Date of Award

2-2016

Degree Type

Dissertation

Degree Name

Doctor of Philosophy (PhD)

Department

Statistics

First Advisor

Hyonho Chun

Second Advisor

Olga Vitek

Committee Chair

Hyonho Chun

Committee Co-Chair

Olga Vitek

Committee Member 1

Bruce A. Chun

Committee Member 2

Yu Michael Zhu

Abstract

Quantitative mass spectrometry (MS)-based proteomics is an indispensable technology for biological and clinical research. As the proteomics field grows, MS-based proteomic workflows are becoming more complex and diverse. The accuracy and the throughput of the MS measurements and of the signal processing tools dramatically increased. However, many existing statistical tools and workflows have not followed the technological development. Therefore, there is a need for flexible statistical tools, which reflect diverse and complex workflows, are computationally efficient for large datasets, and maximize the reproducibility of the results.

We propose a family of linear mixed effects models, and a split-plot view of the experimental design, that represent measurements from quantitative mass spectrometry-based proteomics. The whole plot part of the design reflects the structure of the biological variation of the experiment, such as case-control design, paired design, or time-course design. The subplot part of the design reflects the structure of the technological variation, such as fragmentation patterns, labeling strategy, and presence of multiple peptides per protein. We propose an estimation procedure that separately estimates the parameters of the subplot and the whole plot parts of the design, to maximize the flexibility of the model, increase the speed of the analysis, and facilitate the interpretation.

Dataset excerpts>
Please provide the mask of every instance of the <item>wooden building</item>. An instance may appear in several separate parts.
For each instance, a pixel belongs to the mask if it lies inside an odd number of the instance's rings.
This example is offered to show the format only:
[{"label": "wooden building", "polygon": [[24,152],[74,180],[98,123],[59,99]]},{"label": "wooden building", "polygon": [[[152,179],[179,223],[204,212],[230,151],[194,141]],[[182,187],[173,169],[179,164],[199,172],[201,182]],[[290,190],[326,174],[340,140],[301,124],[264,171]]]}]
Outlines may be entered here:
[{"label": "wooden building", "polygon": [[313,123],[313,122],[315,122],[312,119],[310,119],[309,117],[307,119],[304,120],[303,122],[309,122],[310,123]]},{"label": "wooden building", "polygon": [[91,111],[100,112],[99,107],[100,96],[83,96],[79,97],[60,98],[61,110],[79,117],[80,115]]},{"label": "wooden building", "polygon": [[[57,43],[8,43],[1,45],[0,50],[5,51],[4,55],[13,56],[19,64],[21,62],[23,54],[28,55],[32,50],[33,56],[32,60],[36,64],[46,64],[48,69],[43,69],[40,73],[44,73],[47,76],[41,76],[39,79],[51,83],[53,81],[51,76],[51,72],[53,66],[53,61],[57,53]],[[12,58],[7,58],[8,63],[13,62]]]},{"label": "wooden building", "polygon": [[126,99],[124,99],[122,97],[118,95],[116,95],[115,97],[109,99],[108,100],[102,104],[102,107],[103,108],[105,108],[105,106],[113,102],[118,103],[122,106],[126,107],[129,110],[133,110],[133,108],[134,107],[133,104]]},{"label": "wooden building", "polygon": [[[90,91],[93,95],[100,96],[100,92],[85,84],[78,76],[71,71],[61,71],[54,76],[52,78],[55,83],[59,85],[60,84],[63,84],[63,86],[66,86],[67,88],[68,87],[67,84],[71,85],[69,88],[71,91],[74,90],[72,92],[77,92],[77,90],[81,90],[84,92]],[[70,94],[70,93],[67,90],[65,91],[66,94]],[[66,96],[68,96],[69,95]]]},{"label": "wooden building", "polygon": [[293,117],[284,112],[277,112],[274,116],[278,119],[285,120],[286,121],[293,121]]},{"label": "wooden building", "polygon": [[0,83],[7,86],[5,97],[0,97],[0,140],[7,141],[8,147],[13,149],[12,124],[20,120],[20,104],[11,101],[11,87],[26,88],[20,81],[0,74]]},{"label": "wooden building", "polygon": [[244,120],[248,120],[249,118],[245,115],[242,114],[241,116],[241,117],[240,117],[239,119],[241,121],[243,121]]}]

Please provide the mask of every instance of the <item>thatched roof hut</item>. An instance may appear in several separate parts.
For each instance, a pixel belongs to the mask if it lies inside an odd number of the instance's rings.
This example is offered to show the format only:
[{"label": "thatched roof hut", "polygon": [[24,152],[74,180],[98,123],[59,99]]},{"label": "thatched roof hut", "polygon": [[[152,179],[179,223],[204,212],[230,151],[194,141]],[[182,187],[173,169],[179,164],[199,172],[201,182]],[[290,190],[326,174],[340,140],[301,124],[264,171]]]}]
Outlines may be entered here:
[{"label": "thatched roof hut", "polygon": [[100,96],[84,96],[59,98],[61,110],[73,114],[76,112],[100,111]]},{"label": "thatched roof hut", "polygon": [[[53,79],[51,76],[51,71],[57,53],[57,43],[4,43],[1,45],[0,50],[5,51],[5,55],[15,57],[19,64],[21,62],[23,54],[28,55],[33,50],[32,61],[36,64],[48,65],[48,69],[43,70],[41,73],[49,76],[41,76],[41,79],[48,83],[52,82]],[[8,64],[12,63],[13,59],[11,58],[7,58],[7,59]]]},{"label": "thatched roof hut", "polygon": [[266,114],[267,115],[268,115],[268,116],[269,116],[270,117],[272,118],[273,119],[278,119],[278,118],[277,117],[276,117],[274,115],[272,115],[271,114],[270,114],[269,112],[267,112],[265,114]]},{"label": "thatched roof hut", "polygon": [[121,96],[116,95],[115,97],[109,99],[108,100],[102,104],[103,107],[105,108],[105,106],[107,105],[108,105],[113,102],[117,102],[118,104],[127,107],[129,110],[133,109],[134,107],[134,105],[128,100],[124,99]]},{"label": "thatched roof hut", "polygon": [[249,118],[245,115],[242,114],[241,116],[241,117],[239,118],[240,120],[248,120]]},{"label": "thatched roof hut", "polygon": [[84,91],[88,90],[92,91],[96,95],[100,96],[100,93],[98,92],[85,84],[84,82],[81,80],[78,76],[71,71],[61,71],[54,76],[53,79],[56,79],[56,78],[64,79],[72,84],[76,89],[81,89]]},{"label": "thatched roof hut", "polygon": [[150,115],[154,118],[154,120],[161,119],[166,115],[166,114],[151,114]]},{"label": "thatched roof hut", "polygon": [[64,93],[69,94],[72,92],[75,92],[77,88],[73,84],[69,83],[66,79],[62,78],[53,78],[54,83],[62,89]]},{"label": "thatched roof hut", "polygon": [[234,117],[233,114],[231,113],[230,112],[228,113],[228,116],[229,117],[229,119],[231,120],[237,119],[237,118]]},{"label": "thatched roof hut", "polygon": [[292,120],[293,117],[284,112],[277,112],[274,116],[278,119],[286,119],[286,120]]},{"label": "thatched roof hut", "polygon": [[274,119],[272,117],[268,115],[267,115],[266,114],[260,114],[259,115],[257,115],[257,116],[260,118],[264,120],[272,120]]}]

Problem set>
**1)** Revise the proteomics dissertation abstract between "Yu Michael Zhu" and "of the results.", inclusive, writing it out again with "workflows" changed to "pipelines".
**2)** Continue the proteomics dissertation abstract from the point where it stops.
The rows come from a different source than the text.

Responses per task>
**1)**
Yu Michael Zhu

Abstract

Quantitative mass spectrometry (MS)-based proteomics is an indispensable technology for biological and clinical research. As the proteomics field grows, MS-based proteomic pipelines are becoming more complex and diverse. The accuracy and the throughput of the MS measurements and of the signal processing tools dramatically increased. However, many existing statistical tools and pipelines have not followed the technological development. Therefore, there is a need for flexible statistical tools, which reflect diverse and complex pipelines, are computationally efficient for large datasets, and maximize the reproducibility of the results.

**2)**
The proposed modeling framework was validated using 9 controlled mixtures and 10 experimental datasets from targeted Selected Reaction Monitoring (SRM), Data-Dependent Acquisition (DDA or shotgun), and Data-Independent Acquisition (DIA or SWATH-MS), where signals were extracted with multiple signal processing tools. We implemented the proposed method in the software package MSstats, which checks the correctness of the user input, recognizes arbitrary complex experimental design, visualizes the data and performs statistical modeling and inference. It is interoperable with other existing computational tools such as Skyline.